## Problem to work on
Return every line below that contains the string "with", matching case exactly.
_ _ _ _ _ _ _
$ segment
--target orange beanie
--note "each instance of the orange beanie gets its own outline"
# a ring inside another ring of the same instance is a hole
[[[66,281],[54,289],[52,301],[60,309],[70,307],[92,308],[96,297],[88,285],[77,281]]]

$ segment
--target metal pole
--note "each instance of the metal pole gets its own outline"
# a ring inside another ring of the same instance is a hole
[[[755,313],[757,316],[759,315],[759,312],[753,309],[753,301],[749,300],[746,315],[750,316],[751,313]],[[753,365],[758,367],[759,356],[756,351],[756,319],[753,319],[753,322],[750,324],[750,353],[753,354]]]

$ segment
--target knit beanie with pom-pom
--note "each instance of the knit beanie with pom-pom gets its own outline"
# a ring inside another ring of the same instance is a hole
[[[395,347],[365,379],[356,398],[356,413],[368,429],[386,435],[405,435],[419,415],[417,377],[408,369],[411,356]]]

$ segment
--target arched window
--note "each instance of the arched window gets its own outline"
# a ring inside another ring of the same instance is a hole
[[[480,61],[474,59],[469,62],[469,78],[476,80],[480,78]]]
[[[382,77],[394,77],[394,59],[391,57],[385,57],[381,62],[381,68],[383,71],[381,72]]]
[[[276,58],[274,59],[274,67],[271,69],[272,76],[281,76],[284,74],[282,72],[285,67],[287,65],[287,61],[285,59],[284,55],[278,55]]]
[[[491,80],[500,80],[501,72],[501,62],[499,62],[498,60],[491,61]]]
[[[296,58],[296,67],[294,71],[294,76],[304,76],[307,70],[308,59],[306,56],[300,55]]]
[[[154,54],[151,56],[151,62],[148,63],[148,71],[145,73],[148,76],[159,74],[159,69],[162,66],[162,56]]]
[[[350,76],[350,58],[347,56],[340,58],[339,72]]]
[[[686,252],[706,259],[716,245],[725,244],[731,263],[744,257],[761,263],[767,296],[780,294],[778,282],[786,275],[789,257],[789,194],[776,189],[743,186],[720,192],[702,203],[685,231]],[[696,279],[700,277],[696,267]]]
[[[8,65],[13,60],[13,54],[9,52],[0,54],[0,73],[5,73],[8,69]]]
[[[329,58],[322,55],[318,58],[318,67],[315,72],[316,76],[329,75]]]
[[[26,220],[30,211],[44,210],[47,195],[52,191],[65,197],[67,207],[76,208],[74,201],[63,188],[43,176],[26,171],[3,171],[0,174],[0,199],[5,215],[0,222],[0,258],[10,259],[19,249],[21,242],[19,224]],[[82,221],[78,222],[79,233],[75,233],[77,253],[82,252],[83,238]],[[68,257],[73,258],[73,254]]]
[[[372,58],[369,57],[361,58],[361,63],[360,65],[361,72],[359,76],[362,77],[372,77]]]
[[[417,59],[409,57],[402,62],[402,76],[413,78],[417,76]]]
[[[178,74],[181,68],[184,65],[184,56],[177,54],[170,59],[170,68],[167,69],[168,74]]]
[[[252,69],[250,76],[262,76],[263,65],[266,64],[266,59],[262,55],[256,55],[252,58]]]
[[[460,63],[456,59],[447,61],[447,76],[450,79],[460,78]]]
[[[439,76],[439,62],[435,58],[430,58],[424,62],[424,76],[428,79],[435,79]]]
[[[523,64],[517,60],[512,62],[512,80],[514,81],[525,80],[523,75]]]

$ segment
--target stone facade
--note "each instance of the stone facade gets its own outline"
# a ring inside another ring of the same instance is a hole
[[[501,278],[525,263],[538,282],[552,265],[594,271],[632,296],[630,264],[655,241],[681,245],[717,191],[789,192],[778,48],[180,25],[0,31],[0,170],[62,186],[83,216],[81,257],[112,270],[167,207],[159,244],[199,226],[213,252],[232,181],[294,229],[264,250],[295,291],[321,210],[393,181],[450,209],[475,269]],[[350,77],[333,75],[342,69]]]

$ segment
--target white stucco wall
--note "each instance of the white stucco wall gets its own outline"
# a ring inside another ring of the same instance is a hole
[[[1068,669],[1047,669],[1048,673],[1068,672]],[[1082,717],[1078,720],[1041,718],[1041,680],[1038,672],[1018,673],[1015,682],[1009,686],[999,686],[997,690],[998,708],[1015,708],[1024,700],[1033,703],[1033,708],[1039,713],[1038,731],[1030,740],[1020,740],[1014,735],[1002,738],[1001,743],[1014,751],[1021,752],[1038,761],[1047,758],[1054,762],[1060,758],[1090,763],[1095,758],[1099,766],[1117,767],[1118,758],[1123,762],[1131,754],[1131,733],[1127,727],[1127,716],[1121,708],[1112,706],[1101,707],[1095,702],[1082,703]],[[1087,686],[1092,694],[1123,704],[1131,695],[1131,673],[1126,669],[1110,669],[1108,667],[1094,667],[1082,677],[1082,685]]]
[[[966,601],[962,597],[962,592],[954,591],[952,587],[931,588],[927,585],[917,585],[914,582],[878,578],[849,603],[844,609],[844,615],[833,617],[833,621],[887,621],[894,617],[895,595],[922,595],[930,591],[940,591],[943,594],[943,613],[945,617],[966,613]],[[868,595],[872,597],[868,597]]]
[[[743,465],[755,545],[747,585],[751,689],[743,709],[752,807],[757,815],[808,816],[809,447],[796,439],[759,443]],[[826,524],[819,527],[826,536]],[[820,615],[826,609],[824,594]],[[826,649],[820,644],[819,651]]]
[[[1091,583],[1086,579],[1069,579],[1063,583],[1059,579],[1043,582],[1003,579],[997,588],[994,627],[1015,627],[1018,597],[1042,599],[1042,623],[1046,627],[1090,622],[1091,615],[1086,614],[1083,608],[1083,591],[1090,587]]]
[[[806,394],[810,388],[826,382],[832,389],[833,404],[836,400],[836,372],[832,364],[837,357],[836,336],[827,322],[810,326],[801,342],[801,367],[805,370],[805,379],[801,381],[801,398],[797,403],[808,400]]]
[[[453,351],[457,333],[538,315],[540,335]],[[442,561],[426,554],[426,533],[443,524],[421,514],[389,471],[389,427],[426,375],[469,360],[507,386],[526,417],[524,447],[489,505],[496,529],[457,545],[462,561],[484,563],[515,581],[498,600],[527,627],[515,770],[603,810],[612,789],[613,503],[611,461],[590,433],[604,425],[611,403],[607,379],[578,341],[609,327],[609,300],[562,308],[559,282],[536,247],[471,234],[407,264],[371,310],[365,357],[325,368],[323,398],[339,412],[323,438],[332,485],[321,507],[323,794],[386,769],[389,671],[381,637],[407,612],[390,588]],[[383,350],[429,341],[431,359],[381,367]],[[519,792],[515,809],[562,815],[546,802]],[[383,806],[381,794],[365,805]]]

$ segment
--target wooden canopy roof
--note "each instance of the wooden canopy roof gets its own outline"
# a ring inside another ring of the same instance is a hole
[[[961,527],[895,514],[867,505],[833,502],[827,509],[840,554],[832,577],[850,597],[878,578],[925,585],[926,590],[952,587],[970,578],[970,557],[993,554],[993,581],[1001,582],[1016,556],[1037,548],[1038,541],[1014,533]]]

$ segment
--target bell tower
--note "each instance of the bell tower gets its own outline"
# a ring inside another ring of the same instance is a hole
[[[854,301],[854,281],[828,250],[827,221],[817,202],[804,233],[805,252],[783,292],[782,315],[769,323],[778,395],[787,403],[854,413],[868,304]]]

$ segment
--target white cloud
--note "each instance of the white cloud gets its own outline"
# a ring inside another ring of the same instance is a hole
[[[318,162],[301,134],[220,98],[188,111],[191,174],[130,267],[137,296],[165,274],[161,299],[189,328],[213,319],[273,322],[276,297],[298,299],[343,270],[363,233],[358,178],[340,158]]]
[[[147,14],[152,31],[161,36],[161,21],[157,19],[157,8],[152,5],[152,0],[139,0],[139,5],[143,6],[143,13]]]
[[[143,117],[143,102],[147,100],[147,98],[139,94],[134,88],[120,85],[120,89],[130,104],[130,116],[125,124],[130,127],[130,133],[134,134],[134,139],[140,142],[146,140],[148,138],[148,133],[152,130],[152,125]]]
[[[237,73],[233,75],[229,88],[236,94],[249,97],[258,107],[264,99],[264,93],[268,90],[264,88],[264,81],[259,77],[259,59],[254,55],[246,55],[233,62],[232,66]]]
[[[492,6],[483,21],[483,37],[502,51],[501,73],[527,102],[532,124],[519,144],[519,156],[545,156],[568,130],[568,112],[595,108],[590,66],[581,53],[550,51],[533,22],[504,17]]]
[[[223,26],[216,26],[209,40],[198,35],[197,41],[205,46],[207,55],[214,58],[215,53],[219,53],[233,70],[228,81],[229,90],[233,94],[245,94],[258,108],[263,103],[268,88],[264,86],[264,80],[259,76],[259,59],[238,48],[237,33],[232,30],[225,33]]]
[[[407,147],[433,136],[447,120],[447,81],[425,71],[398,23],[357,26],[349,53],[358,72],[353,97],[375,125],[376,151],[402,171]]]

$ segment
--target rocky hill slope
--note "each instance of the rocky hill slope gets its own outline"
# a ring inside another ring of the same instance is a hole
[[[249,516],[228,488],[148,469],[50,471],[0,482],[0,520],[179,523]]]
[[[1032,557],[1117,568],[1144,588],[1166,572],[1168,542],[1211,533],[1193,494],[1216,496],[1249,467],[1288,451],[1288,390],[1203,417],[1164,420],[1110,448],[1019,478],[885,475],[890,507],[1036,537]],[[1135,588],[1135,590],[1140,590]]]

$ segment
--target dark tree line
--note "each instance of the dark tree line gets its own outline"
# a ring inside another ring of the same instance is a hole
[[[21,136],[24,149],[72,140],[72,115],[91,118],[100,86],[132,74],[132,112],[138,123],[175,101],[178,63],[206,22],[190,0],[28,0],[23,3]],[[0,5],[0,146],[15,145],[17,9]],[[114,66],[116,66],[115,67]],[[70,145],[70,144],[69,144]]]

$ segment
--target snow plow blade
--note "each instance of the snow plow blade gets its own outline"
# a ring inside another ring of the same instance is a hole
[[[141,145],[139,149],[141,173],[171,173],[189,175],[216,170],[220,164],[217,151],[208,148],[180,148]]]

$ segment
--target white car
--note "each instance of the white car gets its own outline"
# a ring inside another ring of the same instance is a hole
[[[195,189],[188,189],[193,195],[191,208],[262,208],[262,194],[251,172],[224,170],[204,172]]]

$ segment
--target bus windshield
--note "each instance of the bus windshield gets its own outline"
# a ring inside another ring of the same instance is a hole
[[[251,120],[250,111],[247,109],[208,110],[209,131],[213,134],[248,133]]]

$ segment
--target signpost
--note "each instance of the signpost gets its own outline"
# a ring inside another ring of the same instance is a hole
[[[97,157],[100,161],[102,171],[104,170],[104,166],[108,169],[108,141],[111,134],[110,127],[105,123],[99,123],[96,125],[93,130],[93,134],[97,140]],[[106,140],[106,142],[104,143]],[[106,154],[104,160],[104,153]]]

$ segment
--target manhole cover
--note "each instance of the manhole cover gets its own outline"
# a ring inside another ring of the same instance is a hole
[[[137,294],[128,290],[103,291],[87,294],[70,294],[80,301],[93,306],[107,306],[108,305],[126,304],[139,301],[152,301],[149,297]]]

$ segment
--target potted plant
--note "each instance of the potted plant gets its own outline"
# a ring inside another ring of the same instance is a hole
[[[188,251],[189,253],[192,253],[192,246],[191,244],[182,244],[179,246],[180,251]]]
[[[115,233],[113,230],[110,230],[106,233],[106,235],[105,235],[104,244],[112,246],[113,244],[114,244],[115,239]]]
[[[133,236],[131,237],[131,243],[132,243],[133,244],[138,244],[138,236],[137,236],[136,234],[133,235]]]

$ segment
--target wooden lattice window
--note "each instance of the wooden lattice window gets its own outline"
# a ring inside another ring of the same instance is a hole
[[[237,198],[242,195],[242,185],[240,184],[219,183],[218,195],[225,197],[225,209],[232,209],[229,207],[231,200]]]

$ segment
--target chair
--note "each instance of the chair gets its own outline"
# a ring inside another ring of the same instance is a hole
_ _ _ _ _ _ _
## Result for this task
--target knit beanie with pom-pom
--note "each instance of the knit beanie with pom-pom gets its own outline"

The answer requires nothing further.